Activity: Go through the data below and return each line where the string "feather" occurs.

Supplied material:
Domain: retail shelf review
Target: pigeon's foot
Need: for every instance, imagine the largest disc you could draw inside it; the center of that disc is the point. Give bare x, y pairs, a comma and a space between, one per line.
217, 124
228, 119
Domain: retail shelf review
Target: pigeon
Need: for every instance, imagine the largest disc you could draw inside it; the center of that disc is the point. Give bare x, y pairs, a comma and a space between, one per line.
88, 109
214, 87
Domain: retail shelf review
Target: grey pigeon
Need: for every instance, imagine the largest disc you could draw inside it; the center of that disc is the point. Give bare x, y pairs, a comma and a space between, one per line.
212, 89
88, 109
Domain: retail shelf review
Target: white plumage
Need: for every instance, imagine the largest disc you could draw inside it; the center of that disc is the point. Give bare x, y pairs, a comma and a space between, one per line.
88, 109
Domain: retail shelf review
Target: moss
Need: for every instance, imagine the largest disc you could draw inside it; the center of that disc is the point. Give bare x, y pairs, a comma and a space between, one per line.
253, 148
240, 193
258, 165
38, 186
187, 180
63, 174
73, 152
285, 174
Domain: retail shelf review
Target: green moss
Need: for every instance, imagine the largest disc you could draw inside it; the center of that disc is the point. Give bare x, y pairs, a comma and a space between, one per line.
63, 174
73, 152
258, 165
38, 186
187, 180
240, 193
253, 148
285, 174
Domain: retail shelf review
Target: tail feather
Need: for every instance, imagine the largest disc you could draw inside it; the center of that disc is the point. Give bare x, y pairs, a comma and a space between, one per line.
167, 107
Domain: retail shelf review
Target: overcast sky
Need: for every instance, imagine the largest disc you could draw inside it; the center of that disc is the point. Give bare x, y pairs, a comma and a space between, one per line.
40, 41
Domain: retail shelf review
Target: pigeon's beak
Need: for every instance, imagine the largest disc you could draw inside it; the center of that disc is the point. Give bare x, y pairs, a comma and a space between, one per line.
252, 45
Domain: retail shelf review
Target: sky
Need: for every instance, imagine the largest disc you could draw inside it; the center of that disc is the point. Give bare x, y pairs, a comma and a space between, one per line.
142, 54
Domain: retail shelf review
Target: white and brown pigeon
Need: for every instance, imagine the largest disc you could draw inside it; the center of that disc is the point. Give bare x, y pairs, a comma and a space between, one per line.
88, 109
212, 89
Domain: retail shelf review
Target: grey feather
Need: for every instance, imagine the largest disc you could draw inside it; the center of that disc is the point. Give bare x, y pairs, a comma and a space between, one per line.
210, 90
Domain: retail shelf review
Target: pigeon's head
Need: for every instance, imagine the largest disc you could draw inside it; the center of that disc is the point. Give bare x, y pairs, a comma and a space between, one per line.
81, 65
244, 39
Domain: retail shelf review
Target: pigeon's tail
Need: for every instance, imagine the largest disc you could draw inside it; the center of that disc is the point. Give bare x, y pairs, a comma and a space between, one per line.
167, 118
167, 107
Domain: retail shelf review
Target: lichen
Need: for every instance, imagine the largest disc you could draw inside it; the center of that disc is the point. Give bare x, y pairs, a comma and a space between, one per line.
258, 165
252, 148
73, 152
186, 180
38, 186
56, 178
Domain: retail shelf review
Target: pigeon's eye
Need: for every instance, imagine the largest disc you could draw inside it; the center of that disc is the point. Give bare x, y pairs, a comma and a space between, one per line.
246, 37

Output:
Target: tail feather
Target: grey feather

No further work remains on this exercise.